Passage:
Senator Dick Durbin making a speech in favor of allowing illegal immigrants into the military.

My schizo sense is tingling and saying that Nefarious Forces are Intentionally using the Power of Money to plan Bad Things for America.

Or, since this space has norms in favor of speaking plainly and against Darkly Hinting, let me put it more directly:

Is China bribing American politicians to allow Chinese soldiers to become American soldiers to conquer the USA via military coup?

I think the only reason the US doesn't do what it needs to do about the border is because doing what it takes to actually solve the border crisis would make America look bad in international affairs. Russia and China would have tons of propaganda pictures and stories about how horrible the US is, and the left wing press in the US would be happy to help. The empire and securing global markets is what is most important to American elites, and illegal migration just isn't a huge issue to people who can afford to live in nice areas and send their kids to good schools. The only way to stop illegal immigration would be to replace the entire US government with people that don't give a shit if securing the border makes them look bad and hurts the US's standing abroad. They'd just tell other government to fuck off if they tried criticizing them about it and jail leftists who try to stir up shit domestically. But we don't live in that world so nothing can reasonably be done about it.

The best explanation of the illegal immigration topic that I've encountered online is probably this paragraph from 2016

Both parties, despite occasional bursts of crocodile tears for American workers and their families, have backed the offshoring of jobs to the hilt. Immigration is a slightly more complex matter; the Democrats claim to be in favor of it, the Republicans now and then claim to oppose it, but what this means in practice is that legal immigration is difficult but illegal immigration is easy. The result was the creation of an immense work force of noncitizens who have no economic or political rights they have any hope of enforcing, which could then be used—and has been used, over and over again—to drive down wages, degrade working conditions, and advance the interests of employers over those of wage-earning employees.

Jobs:
• 1. Decide whether each statement agrees with the passage on illegal immigration, answering yes or no and quoting the deciding words: (a) The 2016 paragraph says legal immigration is easy while illegal immigration is difficult. (b) The writer thinks the US avoids solving the border crisis because doing so would make America look bad in international affairs. (c) Senator Dick Durbin spoke against allowing illegal immigrants into the military.
• 2. Convert the bounding-box entries, everything from the start of the entries down to the line containing "[465,653,627,822]", into a two-column CSV with columns request and boxes. Give one row per entry, holding its text and its answer, each in one quoted field with line breaks turned into spaces.
The passage on illegal immigration and the bounding-box entries are unrelated to each other.

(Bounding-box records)
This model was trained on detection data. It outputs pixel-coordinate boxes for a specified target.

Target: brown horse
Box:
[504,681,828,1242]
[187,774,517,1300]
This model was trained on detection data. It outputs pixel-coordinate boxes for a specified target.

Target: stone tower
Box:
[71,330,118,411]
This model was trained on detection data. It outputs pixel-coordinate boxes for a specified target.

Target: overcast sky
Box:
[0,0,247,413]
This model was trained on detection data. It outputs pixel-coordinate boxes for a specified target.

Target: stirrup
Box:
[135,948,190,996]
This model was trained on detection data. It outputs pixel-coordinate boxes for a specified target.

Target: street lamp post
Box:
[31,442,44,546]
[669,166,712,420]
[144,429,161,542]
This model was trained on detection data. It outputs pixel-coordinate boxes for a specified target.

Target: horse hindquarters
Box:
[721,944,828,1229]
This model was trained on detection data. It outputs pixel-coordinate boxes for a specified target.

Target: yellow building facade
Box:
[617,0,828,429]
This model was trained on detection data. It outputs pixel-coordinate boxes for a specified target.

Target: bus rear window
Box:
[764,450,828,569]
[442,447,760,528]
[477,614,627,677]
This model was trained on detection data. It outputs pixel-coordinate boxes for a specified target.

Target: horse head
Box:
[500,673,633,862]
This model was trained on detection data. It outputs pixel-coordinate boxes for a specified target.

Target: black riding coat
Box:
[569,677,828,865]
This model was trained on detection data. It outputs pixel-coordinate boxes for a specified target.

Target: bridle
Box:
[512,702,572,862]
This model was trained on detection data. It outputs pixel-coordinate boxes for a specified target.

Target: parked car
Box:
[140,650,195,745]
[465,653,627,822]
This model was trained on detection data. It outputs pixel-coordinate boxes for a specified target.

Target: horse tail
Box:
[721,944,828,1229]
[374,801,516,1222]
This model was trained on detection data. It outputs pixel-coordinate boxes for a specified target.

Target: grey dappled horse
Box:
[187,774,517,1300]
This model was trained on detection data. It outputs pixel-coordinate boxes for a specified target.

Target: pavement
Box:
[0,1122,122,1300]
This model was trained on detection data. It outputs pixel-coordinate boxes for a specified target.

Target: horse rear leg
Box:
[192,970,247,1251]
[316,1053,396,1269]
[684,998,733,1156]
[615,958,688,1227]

Answers given:
• 1.
(a) No: "legal immigration is difficult but illegal immigration is easy"
(b) Yes: "because doing what it takes to actually solve the border crisis would make America look bad in international affairs"
(c) No: "making a speech in favor of allowing illegal immigrants into the military"

• 2.
request,boxes
"This model was trained on detection data. It outputs pixel-coordinate boxes for a specified target. Target: brown horse Box:","[504,681,828,1242] [187,774,517,1300]"
"This model was trained on detection data. It outputs pixel-coordinate boxes for a specified target. Target: stone tower Box:","[71,330,118,411]"
"This model was trained on detection data. It outputs pixel-coordinate boxes for a specified target. Target: overcast sky Box:","[0,0,247,413]"
"This model was trained on detection data. It outputs pixel-coordinate boxes for a specified target. Target: stirrup Box:","[135,948,190,996]"
"This model was trained on detection data. It outputs pixel-coordinate boxes for a specified target. Target: street lamp post Box:","[31,442,44,546] [669,166,712,420] [144,429,161,542]"
"This model was trained on detection data. It outputs pixel-coordinate boxes for a specified target. Target: horse hindquarters Box:","[721,944,828,1229]"
"This model was trained on detection data. It outputs pixel-coordinate boxes for a specified target. Target: yellow building facade Box:","[617,0,828,429]"
"This model was trained on detection data. It outputs pixel-coordinate boxes for a specified target. Target: bus rear window Box:","[764,450,828,569] [442,447,760,528] [477,614,627,677]"
"This model was trained on detection data. It outputs pixel-coordinate boxes for a specified target. Target: horse head Box:","[500,673,633,862]"
"This model was trained on detection data. It outputs pixel-coordinate boxes for a specified target. Target: black riding coat Box:","[569,677,828,865]"
"This model was trained on detection data. It outputs pixel-coordinate boxes for a specified target. Target: bridle Box:","[512,702,572,862]"
"This model was trained on detection data. It outputs pixel-coordinate boxes for a specified target. Target: parked car Box:","[140,650,195,745] [465,653,627,822]"